***** Data shown

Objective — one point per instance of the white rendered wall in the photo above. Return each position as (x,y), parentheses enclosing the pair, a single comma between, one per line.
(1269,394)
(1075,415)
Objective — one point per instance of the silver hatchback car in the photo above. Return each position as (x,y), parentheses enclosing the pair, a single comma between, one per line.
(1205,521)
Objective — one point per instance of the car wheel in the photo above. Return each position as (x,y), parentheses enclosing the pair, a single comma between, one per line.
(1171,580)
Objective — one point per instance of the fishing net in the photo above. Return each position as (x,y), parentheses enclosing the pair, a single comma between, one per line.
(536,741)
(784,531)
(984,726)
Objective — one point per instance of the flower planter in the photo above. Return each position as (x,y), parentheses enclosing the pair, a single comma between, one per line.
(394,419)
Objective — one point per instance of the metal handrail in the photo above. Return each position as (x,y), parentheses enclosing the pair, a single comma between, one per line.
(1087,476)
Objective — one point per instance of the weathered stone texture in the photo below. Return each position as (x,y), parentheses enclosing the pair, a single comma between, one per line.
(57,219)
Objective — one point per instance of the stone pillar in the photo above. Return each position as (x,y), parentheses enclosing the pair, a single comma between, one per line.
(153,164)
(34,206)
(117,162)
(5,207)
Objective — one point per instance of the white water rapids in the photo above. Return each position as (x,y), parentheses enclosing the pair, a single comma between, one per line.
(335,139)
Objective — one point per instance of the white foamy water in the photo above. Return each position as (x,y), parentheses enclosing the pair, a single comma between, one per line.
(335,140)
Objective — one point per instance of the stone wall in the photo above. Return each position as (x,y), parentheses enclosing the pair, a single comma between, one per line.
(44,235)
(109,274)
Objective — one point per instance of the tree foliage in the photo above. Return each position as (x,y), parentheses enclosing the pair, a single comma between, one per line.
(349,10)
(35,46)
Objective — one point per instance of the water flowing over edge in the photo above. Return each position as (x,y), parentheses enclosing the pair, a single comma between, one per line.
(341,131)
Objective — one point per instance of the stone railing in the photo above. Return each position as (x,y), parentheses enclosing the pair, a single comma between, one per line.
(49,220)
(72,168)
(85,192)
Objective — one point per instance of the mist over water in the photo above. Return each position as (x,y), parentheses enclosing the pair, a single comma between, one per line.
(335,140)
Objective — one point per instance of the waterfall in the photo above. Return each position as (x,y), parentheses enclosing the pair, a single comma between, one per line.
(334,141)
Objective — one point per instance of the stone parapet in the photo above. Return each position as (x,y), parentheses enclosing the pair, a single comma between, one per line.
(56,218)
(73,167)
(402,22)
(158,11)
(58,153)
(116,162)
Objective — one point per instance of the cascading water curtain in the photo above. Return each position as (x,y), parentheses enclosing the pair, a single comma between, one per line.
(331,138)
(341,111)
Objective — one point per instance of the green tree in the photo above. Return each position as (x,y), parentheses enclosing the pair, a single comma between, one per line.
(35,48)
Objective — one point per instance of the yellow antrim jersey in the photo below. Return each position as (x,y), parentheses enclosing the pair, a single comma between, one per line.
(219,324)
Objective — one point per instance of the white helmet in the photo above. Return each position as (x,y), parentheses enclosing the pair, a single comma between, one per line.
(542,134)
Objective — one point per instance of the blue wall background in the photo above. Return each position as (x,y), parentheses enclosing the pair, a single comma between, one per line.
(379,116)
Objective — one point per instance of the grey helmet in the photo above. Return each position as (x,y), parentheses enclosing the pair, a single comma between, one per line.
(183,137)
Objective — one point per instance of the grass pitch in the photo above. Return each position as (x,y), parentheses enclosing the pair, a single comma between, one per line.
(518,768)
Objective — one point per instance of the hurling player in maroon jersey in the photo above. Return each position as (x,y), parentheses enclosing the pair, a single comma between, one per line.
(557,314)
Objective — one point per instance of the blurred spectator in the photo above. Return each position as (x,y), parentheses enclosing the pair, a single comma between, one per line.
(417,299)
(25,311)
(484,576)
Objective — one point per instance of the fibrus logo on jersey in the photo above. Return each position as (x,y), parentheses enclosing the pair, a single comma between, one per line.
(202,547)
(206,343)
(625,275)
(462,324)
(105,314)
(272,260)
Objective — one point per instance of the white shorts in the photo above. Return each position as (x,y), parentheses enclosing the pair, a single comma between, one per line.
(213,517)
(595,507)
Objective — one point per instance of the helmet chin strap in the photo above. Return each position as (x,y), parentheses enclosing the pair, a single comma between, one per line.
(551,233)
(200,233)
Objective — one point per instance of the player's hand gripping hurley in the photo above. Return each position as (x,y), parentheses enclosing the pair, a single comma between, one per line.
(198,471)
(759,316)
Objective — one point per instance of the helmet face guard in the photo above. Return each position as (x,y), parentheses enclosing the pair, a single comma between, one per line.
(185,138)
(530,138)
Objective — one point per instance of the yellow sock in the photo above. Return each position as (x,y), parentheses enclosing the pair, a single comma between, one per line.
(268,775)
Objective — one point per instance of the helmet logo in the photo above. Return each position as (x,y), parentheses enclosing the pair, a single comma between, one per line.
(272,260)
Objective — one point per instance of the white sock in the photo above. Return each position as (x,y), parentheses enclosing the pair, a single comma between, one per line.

**********

Exercise prompt: Print out every line of the entries above verbatim, changing nothing.

The response:
Objective — one point per instance of the white rendered wall in the photo above. Return each position as (x,y), parentheses enclosing the pair, a single comma between, one per line.
(1269,394)
(1075,415)
Objective — one point per instance of the silver hatchback car in the photo above. Return each position as (x,y), parentheses enclosing the pair, a single comma between, one per line.
(1205,521)
Objective — one point per instance of the car wheel in the photo above. Return each position as (x,y), parentheses enclosing the pair, a single comma between, one per line.
(1171,580)
Objective — one point per instance of the fishing net in the photo above. Return each position as (x,y), parentheses enclosing the pair, a single comma between, one per line.
(536,741)
(784,531)
(984,726)
Objective — one point per instance of the flower planter in the photo above. Return each position as (x,y), parentheses enclosing the pair, a single comma between, one per line.
(394,419)
Objective — one point per instance of the metal handrail in the photo above. Return each position as (x,y), parentheses enclosing the pair, a single comma between, one per line.
(1087,476)
Objective — one point per instance of the weathered stone texture in the photo below. Return each position as (x,y), parentheses enclosing the pair, a single comma between, one per line.
(57,219)
Objective — one point per instance of the stone pillar in the photo above. Return each position as (x,y), parentheses enclosing the pair, a single comma between, one per line.
(153,164)
(34,206)
(117,162)
(5,207)
Objective — one point per instance of the white water rapids in the photo above. Return each position as (x,y), parentheses enclosing the pair, a single comma between, one per line.
(335,139)
Objective — one point per instance of the white foamy water in the photo above. Return each position as (x,y), parentheses enclosing the pair, a single comma between, one per line.
(335,140)
Objective — one point per instance of the stone wall in the photo above. Return each position as (x,y), parentheses enclosing the pair, a single comma between, one per line.
(44,235)
(109,274)
Objective — one point per instance of the tree foliage in the photo above. Return each position as (x,y), parentheses enclosing the pair, a single comma between, one per line.
(349,10)
(35,46)
Objective — one point per instance of the water flowing over edge in the photo above. Return each position as (x,y), parentheses enclosing the pair, a single comma between, one per line.
(341,131)
Objective — one point per instance of the stone railing in the photo above. Return each position as (x,y), parentheses enclosing the pair, a single comma between, one per line.
(49,220)
(72,168)
(85,192)
Objective — one point per instance of the mist over water in the photo above. Return each position as (x,y), parentheses enclosing the pair, a single comma between, one per line.
(335,140)
Objective — one point per instance of the waterfall in the photo above. Return each position as (x,y), parentheses enclosing the pair, a single comma between, one per line.
(334,141)
Objective — one point per instance of the stone parapet in the photo above. Return each position as (x,y), parentheses enclosing the pair, a single comma between, one per line.
(56,218)
(73,167)
(402,22)
(158,11)
(58,153)
(116,162)
Objective — one point per instance of the cascading water curtain in the photo above. Return each position as (x,y), parentheses enclosing the pair, a single comma between, one per line.
(331,138)
(341,111)
Objective — one point per instance of the green tree in the photo above. Return each position as (x,y), parentheses enclosing the pair, a single comma between, one per line.
(35,48)
Objective — one point per instance of the yellow antrim jersey in the photo below. Return each position as (x,y), parentheses enclosing the pair, a single comma between, one per line.
(219,324)
Objective — one point per instance of the white helmet in the photo above. Return each position as (x,y), parentheses enclosing the pair, a single comma between, one per line.
(542,134)
Objective — one point per instance of the blue wall background in the photo above. Return each position as (x,y), parentheses enclosing the pair, a single comma between, one per line.
(379,116)
Objective — one point per instance of the grey helmet in the photo above. Return each position as (x,y), parentheses enclosing the pair, a single comma between, one per line.
(183,137)
Objective — one point per instance of the grass pitch in the photo above. Return each position as (x,y), parentheses enclosing the pair, a single comma between, one per line.
(518,768)
Objective — one point per instance of the hurling player in maroon jersey in the photo above. Return each position as (x,y), parentheses enclosing the pair, a single comma between, one per line.
(557,314)
Objective — one point per instance of the blurred spectator in the photo above. Return each position as (x,y), parentheses enclosing the pair, a single comma between, one per line.
(417,299)
(25,311)
(484,576)
Objective — one point per instance of the fibrus logo on jersey in the photo above. Return each position as (x,y), parentheses enclosing the pair, a single comma between, one per line.
(202,547)
(206,343)
(625,275)
(462,324)
(105,314)
(272,260)
Objective — one point per instance of the white shorts in the photo above. Return each position as (x,y), parentheses enclosing the pair, a single comma between, one per line.
(213,517)
(595,507)
Objective — one point per instance of the helmet chin strap in the photo above. Return each position as (x,y), parentheses enclosing the pair, a single comma between, one per line.
(551,233)
(200,233)
Objective — one point per instance of the player's hand gripping hurley in the photo above. Return each position as (x,y), parentheses enclosing the pair, a single comma between, one per line.
(198,471)
(759,316)
Objective — one point per instance of the helmet face guard in the photo above. Return each position as (x,y), parentheses enclosing the pair, a single comma between, one per line.
(185,138)
(530,138)
Objective — one point per instance of the yellow sock in the photo above. Return each position as (x,y), parentheses enclosing the pair, a single comma between, one per line.
(268,775)
Objective — one point per instance of the helmet logo in the photo above. Return each position as (x,y), parentheses enclosing the pair, a single comma between, one per line.
(272,260)
Objective — one point per instance of the white sock in the photo above. Return each position as (x,y), parentheses enclosing the pair, a single comma between, one per line.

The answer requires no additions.